## Begin

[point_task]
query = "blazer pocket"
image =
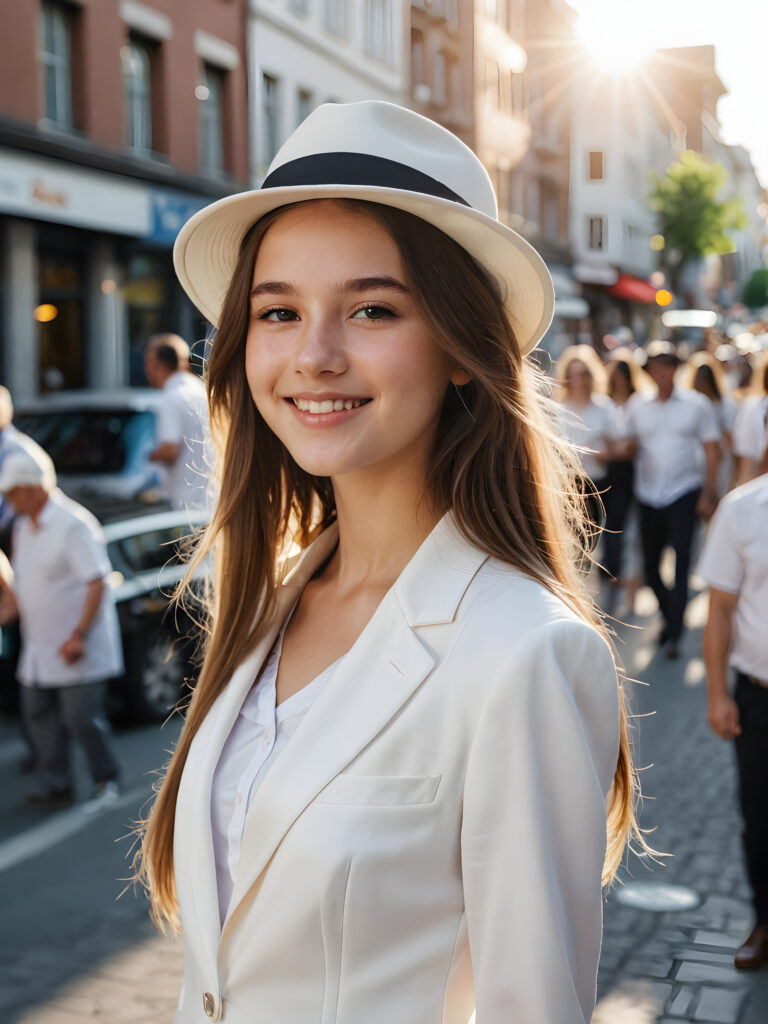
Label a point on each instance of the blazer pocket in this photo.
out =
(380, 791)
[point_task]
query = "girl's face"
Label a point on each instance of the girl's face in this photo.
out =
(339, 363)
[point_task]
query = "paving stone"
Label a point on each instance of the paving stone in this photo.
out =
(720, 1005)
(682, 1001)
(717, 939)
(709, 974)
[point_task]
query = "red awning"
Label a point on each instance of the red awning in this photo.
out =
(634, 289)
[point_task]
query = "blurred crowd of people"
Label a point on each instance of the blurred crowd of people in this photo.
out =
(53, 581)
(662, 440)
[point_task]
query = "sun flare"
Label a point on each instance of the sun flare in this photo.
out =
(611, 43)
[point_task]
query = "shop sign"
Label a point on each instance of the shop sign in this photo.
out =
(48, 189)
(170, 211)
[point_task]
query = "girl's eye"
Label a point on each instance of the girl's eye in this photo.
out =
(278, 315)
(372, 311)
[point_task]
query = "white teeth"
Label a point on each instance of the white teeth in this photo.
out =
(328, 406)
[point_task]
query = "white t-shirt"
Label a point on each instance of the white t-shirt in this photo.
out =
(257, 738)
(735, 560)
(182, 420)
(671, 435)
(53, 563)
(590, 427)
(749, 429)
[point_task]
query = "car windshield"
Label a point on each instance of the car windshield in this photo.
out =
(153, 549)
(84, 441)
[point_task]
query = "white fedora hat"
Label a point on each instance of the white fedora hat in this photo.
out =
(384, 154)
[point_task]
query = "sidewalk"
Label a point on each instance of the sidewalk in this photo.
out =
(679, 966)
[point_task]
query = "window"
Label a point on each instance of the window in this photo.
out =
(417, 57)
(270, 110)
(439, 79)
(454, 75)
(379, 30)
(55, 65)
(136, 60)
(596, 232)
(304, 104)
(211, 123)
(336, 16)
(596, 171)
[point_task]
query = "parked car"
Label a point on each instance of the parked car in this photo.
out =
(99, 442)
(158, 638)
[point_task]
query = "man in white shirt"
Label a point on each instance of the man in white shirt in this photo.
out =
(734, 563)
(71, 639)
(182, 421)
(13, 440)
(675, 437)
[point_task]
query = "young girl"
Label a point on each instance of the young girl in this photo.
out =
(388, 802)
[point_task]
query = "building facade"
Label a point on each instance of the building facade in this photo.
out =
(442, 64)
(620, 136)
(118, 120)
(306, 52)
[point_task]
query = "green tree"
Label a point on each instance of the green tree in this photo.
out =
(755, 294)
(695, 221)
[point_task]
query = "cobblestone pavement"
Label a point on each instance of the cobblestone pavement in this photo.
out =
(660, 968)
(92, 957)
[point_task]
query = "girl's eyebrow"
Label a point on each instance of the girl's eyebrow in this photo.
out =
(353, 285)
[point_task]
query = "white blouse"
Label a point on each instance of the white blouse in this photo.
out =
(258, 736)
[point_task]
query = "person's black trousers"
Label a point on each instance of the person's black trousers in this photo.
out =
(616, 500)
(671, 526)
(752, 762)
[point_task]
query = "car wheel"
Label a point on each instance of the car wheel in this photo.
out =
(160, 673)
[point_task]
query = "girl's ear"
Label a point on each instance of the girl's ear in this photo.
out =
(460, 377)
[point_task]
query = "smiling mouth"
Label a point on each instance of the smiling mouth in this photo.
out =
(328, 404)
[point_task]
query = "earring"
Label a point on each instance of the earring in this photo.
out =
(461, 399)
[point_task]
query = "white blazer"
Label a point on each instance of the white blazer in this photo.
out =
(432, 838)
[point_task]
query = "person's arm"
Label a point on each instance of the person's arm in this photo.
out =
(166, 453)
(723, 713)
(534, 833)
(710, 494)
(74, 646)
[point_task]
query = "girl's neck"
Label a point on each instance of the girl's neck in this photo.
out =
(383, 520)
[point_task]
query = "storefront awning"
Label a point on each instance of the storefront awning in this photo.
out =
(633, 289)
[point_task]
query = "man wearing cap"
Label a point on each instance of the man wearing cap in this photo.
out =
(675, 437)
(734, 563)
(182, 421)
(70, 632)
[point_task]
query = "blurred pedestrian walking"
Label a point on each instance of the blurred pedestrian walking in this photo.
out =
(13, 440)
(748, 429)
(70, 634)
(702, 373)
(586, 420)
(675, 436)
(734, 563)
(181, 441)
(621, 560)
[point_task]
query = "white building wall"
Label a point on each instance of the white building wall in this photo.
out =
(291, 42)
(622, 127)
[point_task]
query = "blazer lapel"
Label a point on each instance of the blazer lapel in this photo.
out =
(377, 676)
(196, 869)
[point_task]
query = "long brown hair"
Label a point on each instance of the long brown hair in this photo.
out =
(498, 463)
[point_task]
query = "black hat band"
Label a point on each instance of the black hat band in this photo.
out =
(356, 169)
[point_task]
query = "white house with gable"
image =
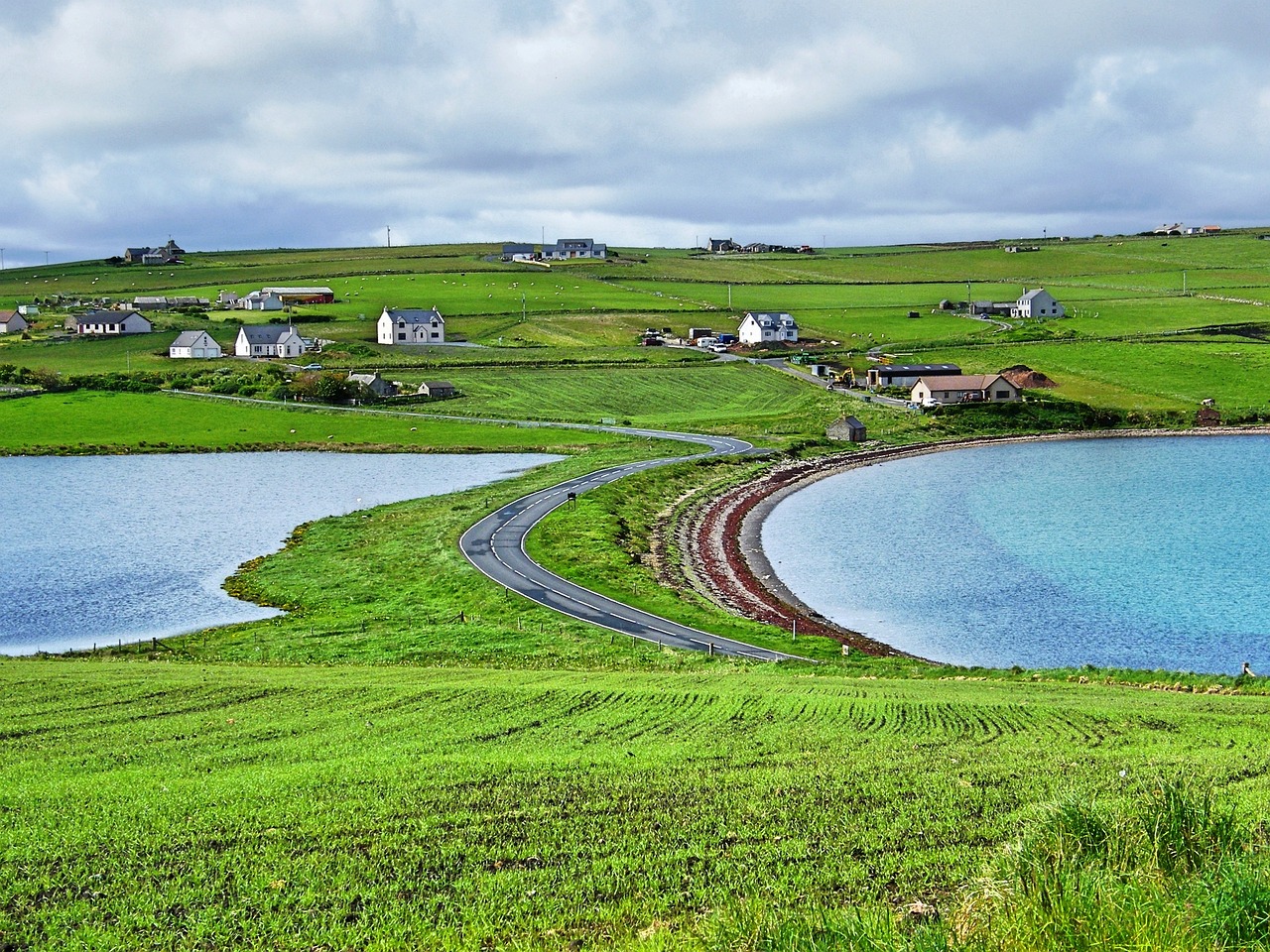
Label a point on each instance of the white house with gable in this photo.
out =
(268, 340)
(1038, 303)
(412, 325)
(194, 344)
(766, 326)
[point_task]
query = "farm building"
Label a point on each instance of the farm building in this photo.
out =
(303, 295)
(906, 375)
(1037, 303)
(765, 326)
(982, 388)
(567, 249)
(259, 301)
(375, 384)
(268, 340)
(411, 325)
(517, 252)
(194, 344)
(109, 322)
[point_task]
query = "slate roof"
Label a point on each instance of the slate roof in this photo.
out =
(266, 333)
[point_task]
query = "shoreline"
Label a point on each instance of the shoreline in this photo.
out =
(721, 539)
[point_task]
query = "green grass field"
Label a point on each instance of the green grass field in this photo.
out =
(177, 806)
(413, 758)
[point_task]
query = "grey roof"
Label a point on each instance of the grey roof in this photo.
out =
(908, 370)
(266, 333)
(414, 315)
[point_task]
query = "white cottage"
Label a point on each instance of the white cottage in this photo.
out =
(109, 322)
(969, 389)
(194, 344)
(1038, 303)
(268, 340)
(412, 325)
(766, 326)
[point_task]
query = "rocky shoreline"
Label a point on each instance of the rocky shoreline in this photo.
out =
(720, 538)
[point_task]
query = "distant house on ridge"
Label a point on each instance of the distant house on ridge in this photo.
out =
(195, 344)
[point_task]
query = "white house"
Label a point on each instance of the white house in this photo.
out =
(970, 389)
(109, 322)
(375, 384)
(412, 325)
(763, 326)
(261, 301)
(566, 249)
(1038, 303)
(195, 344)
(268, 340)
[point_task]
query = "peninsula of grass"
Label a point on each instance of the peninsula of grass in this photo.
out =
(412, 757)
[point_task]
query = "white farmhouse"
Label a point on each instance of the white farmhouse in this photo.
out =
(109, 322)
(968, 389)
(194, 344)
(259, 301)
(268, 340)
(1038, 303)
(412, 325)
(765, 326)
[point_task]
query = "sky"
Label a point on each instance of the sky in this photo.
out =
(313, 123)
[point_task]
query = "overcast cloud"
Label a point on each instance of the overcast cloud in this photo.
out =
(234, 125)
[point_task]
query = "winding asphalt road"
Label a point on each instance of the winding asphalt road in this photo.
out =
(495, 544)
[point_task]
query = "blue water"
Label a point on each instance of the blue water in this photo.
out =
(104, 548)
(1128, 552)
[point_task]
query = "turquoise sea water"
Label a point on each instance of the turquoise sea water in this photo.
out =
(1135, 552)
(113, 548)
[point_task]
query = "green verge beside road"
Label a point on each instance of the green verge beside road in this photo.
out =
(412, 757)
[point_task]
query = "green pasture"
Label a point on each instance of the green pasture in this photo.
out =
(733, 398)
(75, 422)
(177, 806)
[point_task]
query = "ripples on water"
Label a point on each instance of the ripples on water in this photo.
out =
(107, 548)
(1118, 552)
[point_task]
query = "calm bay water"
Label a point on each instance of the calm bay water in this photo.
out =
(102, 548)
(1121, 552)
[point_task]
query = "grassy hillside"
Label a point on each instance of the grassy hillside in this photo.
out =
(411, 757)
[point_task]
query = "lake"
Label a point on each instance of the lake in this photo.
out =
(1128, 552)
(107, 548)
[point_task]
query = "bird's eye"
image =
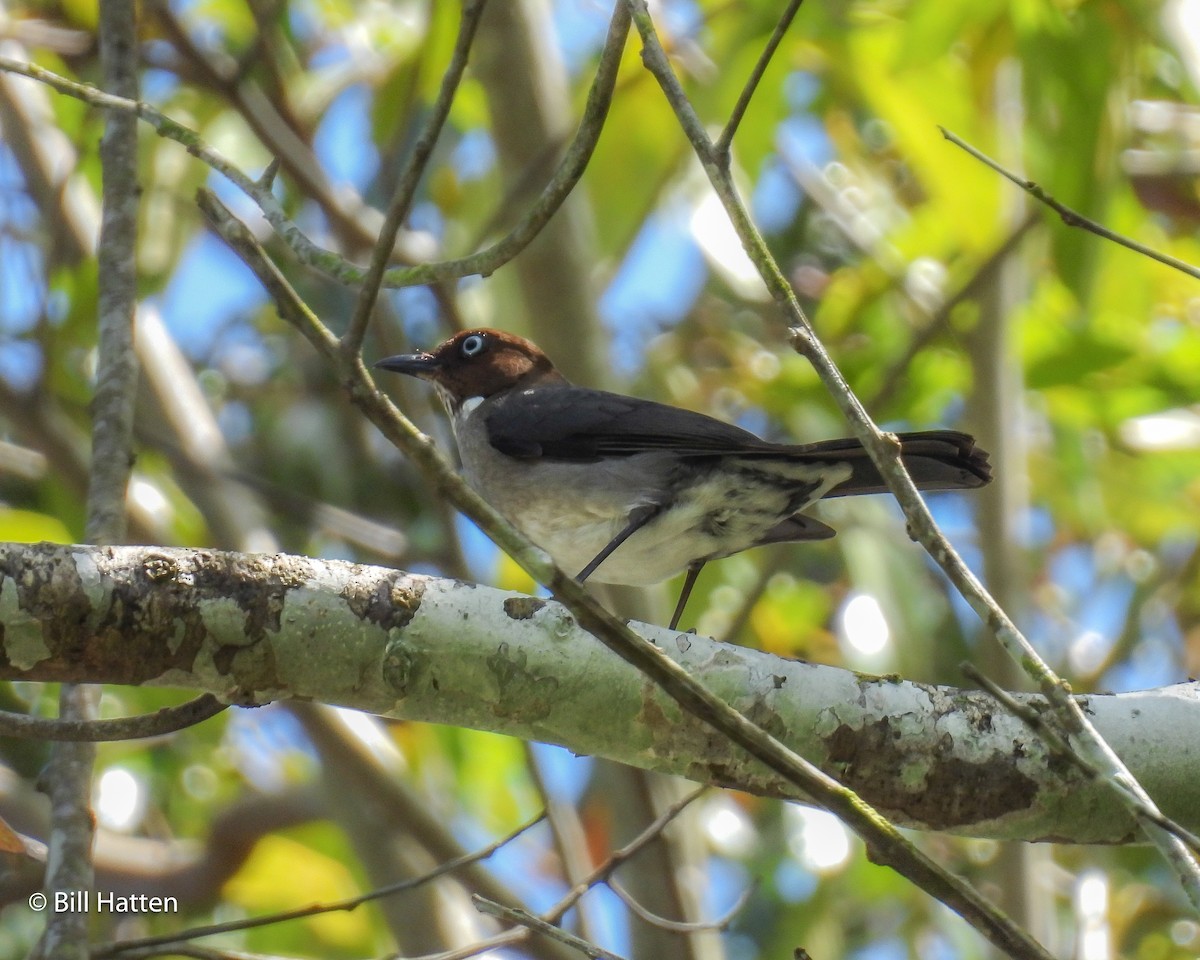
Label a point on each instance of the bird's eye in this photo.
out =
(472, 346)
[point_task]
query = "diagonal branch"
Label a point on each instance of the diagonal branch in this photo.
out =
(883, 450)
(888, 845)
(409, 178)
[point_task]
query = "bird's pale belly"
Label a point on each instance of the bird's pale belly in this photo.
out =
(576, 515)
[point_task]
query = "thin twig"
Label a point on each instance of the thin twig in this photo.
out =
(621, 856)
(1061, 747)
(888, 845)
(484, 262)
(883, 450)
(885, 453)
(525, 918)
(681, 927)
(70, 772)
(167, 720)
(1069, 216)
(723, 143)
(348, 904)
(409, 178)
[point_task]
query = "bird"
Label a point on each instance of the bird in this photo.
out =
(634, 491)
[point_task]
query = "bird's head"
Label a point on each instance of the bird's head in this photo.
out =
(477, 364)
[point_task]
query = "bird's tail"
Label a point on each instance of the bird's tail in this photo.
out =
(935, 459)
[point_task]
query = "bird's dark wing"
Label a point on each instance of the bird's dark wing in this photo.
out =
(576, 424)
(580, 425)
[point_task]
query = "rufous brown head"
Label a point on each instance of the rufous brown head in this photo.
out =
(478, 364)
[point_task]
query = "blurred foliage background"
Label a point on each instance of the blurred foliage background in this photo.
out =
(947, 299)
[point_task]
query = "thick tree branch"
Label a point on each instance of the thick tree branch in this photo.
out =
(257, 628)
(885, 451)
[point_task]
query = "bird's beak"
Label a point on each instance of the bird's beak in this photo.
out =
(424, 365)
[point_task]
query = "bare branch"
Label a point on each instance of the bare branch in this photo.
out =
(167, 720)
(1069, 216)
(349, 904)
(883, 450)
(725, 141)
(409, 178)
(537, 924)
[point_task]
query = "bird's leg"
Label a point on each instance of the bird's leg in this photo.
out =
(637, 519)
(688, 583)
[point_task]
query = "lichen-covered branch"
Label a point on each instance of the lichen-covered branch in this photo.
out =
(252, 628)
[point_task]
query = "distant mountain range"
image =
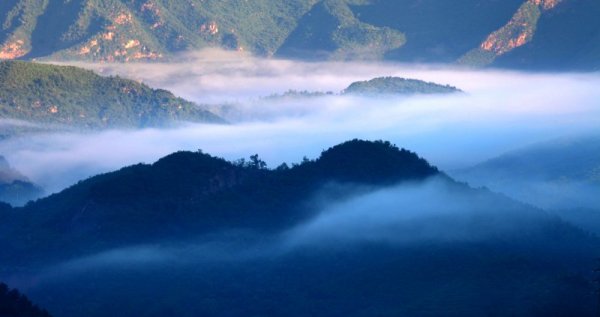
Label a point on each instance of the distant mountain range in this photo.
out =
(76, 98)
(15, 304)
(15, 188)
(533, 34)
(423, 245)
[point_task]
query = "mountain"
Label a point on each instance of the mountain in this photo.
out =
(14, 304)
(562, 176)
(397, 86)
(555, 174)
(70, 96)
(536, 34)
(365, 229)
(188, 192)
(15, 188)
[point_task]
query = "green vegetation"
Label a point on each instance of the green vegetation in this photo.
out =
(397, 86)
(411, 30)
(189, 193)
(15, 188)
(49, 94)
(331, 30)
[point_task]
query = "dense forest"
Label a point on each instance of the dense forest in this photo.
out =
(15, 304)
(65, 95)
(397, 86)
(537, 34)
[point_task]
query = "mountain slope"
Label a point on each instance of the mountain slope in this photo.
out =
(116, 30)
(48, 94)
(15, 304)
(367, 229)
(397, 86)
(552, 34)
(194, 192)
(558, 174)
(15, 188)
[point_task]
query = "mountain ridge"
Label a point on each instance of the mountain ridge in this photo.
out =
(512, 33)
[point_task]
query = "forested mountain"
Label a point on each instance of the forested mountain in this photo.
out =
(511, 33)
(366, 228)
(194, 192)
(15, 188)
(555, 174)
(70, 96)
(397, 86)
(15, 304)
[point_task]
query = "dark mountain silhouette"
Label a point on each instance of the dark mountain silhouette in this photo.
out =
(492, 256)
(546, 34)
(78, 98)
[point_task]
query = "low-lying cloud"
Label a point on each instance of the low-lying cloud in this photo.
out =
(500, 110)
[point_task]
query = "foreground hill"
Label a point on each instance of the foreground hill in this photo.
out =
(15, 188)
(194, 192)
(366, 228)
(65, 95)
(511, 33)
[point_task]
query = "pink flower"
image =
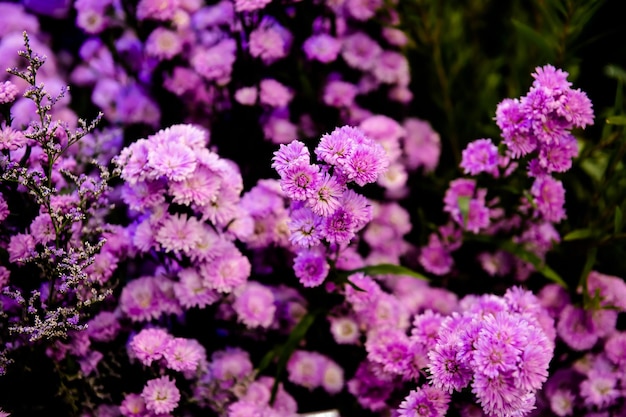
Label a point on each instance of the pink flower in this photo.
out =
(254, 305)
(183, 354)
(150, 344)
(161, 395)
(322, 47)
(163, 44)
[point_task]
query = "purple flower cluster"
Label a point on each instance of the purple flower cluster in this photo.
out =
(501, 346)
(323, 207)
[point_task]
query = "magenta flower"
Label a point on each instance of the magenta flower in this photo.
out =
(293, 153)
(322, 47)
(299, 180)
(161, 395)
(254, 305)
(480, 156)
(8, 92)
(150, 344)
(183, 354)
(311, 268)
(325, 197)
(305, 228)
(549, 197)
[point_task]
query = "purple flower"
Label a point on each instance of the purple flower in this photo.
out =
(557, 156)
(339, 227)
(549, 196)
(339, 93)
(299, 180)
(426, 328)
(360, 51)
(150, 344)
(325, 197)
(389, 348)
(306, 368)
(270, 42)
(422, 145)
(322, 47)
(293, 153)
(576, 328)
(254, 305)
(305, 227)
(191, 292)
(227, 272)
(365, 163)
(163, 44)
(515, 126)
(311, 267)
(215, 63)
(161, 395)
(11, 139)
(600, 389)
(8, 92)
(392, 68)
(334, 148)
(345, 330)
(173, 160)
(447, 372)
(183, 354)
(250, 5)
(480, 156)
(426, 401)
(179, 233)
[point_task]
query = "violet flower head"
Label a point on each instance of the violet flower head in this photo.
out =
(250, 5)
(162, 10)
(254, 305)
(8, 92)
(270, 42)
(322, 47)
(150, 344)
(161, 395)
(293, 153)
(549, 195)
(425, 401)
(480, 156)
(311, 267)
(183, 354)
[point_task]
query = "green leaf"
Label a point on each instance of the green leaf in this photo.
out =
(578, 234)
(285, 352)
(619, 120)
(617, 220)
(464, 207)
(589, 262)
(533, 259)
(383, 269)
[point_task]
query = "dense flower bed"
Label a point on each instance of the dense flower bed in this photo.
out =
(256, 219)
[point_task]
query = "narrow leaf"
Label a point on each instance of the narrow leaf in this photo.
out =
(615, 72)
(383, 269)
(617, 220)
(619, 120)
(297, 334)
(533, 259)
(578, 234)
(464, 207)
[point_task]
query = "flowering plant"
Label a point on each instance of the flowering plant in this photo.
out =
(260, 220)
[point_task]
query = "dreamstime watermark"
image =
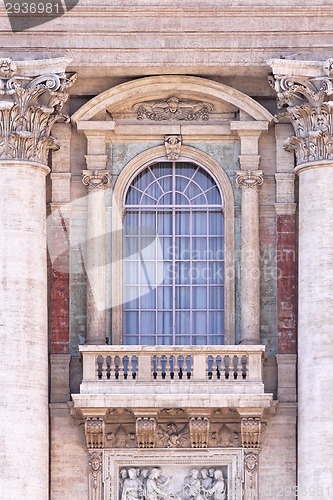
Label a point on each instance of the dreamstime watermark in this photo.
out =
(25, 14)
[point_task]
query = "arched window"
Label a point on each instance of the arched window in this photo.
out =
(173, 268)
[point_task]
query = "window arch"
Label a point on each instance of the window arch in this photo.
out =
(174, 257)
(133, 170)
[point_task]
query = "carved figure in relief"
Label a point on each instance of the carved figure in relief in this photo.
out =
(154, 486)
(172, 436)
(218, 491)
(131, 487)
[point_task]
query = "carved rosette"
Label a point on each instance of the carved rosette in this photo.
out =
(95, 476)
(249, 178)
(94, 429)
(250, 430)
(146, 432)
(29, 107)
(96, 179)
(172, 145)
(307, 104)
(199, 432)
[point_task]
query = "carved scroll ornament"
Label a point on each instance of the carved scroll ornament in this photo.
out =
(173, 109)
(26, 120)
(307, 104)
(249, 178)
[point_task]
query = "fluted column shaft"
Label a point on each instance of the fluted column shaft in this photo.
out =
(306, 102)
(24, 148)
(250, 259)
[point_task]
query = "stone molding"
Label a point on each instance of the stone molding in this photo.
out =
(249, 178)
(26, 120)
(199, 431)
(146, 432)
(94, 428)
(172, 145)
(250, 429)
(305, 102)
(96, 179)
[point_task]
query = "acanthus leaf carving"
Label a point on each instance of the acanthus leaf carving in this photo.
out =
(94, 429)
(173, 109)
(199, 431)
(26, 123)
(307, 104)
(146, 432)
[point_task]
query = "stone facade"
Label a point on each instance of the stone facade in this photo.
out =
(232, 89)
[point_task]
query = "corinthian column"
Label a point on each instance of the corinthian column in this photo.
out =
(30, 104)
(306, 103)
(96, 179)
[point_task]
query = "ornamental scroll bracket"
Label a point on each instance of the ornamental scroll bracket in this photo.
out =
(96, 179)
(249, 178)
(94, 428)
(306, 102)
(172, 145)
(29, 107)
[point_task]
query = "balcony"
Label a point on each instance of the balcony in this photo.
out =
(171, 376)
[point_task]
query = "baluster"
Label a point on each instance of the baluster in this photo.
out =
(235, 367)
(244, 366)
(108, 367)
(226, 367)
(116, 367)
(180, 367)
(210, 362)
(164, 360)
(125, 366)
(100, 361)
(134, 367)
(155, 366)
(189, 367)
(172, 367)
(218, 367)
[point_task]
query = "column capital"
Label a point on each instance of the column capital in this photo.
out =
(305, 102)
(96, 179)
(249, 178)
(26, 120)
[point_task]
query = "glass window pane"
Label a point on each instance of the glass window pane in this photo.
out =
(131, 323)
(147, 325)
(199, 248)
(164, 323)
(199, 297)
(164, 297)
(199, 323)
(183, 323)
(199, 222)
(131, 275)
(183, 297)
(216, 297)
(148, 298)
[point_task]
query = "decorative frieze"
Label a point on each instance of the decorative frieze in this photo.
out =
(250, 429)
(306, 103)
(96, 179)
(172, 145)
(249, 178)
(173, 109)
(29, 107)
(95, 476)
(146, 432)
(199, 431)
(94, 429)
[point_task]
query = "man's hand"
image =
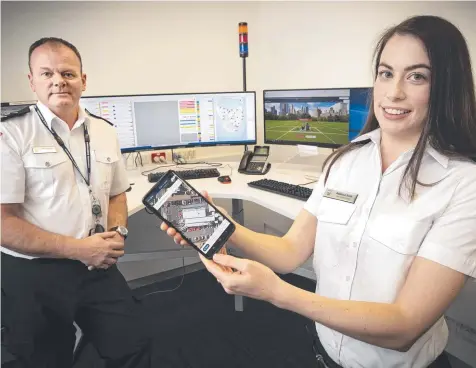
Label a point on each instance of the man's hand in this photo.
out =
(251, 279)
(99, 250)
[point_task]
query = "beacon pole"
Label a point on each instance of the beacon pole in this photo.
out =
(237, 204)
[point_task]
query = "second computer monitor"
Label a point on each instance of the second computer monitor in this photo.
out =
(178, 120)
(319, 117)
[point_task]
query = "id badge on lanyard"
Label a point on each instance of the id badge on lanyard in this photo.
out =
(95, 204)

## End

▶ **Job**
Pick out and copy every line of the records above that contains the string "pavement", matching case exactly.

▶ **Reply to the task**
query = "cobblestone pavement"
Label a point on each instance of the cobblestone pavement in this photo.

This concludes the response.